__Source material__.
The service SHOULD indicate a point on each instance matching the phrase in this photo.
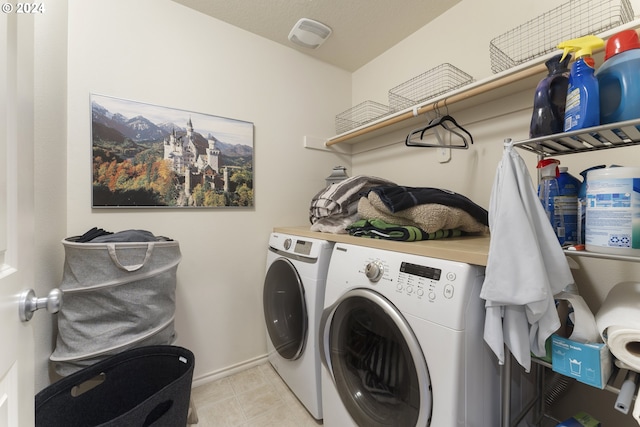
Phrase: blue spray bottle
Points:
(582, 109)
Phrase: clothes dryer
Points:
(293, 298)
(402, 342)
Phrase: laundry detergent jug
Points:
(619, 78)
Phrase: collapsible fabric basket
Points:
(147, 386)
(116, 296)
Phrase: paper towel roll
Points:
(584, 329)
(618, 321)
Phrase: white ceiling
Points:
(362, 29)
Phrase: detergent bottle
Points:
(619, 79)
(549, 190)
(550, 97)
(582, 203)
(565, 206)
(582, 109)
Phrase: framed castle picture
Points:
(149, 156)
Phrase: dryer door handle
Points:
(323, 337)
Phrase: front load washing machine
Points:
(293, 297)
(402, 342)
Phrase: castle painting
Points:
(149, 156)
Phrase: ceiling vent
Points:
(309, 33)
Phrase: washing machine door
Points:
(285, 309)
(376, 362)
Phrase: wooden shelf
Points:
(517, 79)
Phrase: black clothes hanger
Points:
(450, 125)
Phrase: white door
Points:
(16, 217)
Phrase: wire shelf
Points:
(359, 115)
(441, 79)
(542, 34)
(614, 135)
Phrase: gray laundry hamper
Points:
(116, 296)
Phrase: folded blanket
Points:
(378, 229)
(397, 198)
(428, 217)
(336, 206)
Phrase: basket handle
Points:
(114, 257)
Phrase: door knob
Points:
(30, 303)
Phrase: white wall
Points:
(159, 52)
(50, 161)
(162, 53)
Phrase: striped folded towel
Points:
(379, 229)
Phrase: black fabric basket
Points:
(145, 386)
(117, 296)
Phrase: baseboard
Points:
(230, 370)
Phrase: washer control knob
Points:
(374, 271)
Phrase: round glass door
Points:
(378, 366)
(285, 310)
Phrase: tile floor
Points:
(256, 397)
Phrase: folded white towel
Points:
(525, 268)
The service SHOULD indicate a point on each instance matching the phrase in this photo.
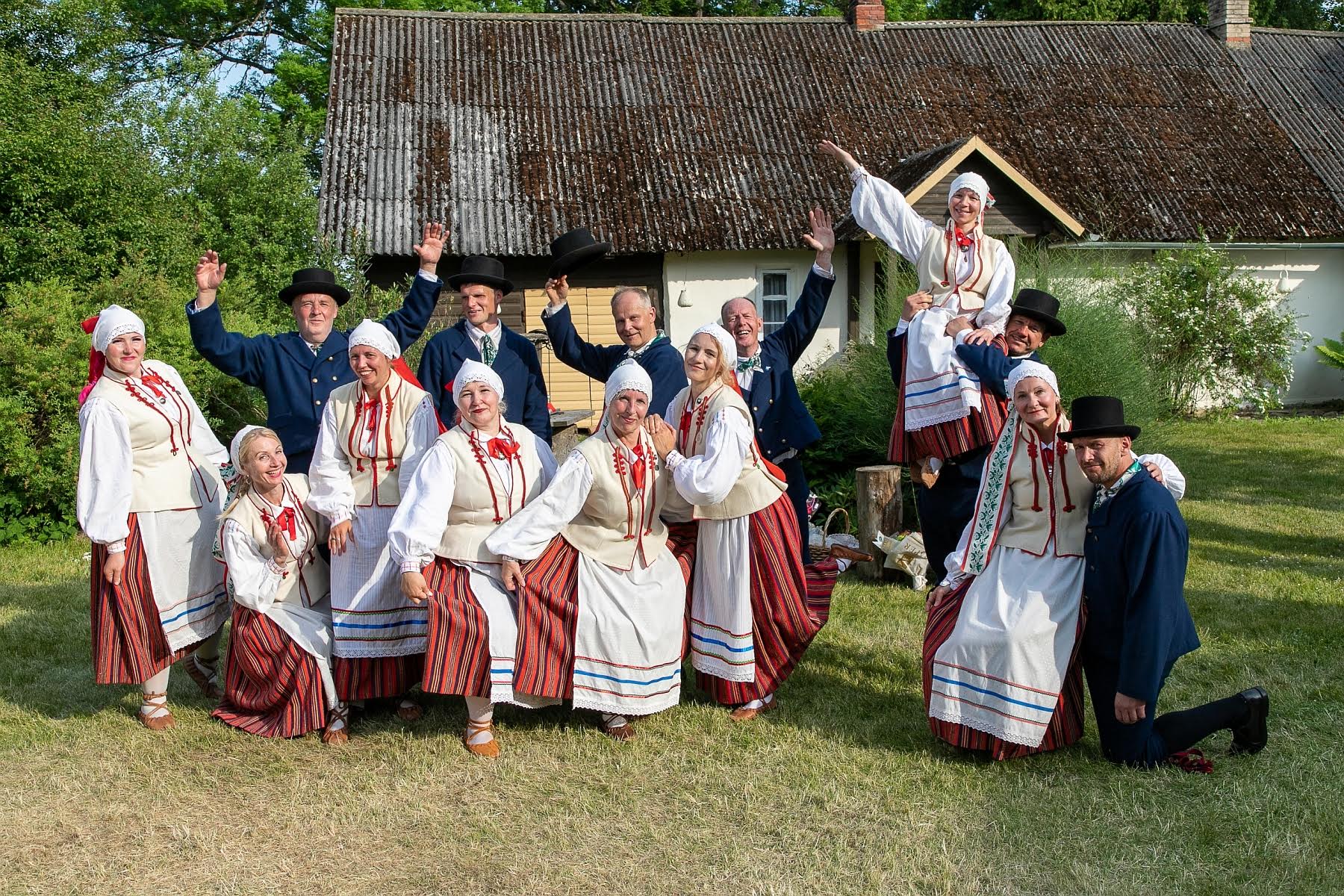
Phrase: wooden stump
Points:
(878, 492)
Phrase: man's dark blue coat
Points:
(1137, 620)
(515, 361)
(662, 361)
(295, 381)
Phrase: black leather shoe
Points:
(1253, 734)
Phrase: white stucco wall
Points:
(707, 280)
(1316, 277)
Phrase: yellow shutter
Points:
(591, 309)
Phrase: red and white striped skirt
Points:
(1066, 724)
(128, 637)
(272, 687)
(547, 617)
(374, 677)
(788, 605)
(457, 650)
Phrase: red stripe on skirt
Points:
(947, 440)
(547, 618)
(785, 617)
(683, 539)
(373, 677)
(1066, 724)
(457, 650)
(129, 645)
(272, 687)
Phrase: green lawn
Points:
(841, 790)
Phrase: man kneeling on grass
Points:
(1137, 620)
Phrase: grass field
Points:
(841, 790)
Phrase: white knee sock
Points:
(155, 684)
(480, 711)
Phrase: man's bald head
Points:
(739, 317)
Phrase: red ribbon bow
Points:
(502, 449)
(152, 382)
(638, 467)
(285, 520)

__Your goal__. Restate the entries word for word, though any image they contain should not appear.

__Solved problem__.
The service SHOULD indicate a point on each instance matching the phrase in this photo.
Phrase: blue spray bottle
Points:
(582, 109)
Phrase: clothes dryer
Points:
(293, 298)
(402, 342)
Phrase: laundry detergent jug
Points:
(619, 78)
Phrase: collapsible fabric basket
Points:
(147, 386)
(116, 296)
Phrase: paper towel roll
Points:
(584, 329)
(618, 321)
Phrase: white ceiling
Points:
(362, 29)
Phrase: detergent bottle
Points:
(619, 79)
(549, 190)
(550, 97)
(582, 203)
(565, 206)
(582, 109)
Phrase: framed castle picture
Points:
(149, 156)
Phrase: dryer door handle
Points:
(323, 337)
Phrase: front load washing machine
Points:
(293, 297)
(402, 342)
Phrase: castle painting
Points:
(149, 156)
Phrase: ceiling vent
Points:
(309, 33)
Phrase: washing machine door
Points:
(285, 309)
(376, 362)
Phrase: wooden shelf
Points:
(517, 79)
Phrase: black clothes hanger
Points:
(450, 125)
Phrase: white door
Points:
(16, 217)
Phrase: wire shelf
Points:
(359, 115)
(441, 79)
(542, 34)
(614, 135)
Phrase: gray laundry hamper
Points:
(116, 296)
Phrase: folded blanket
Points:
(378, 229)
(397, 198)
(428, 217)
(336, 206)
Phrase: basket handle
Points:
(114, 257)
Phrase: door knob
Points:
(30, 303)
Phrase: white wall
Points:
(159, 52)
(50, 161)
(162, 53)
Phrase: striped folded towel
Points:
(379, 229)
Phrase: black fabric basket
Points:
(145, 386)
(117, 296)
Phrase: baseboard
Points:
(230, 370)
Phrase: washer control knob
Points:
(374, 271)
Phrase: round glass door
Points:
(378, 366)
(285, 310)
Phrase: tile floor
Points:
(256, 397)
Phrase: folded white towel
Points:
(525, 268)
The service SHOULD indicate a point on each instance matching the phrase in this photo.
Phrase: wooden stump
Points:
(878, 492)
Phrase: man's dark blue coat
Points:
(1137, 620)
(515, 361)
(662, 361)
(295, 381)
Phrase: black leather shoe
Points:
(1253, 734)
Phrase: white stucco wall
Points:
(707, 280)
(1316, 277)
Phrase: yellow shutter
Points:
(591, 309)
Phrase: red and white striped skirt
Points:
(1066, 724)
(128, 637)
(272, 687)
(547, 617)
(374, 677)
(788, 605)
(457, 650)
Phrase: red stripe on skirt
Points:
(947, 440)
(547, 618)
(785, 617)
(683, 539)
(373, 677)
(1066, 724)
(457, 650)
(129, 645)
(272, 687)
Phrase: green lawn
Points:
(841, 790)
Phrase: man kneeling on grass
Points:
(1137, 620)
Phrase: grass field
Points:
(841, 790)
Phrase: white knee sock
Points:
(155, 684)
(480, 711)
Phrase: man's bald head
Points:
(739, 317)
Phrase: red ribbon bow
Points:
(502, 449)
(152, 382)
(638, 467)
(285, 520)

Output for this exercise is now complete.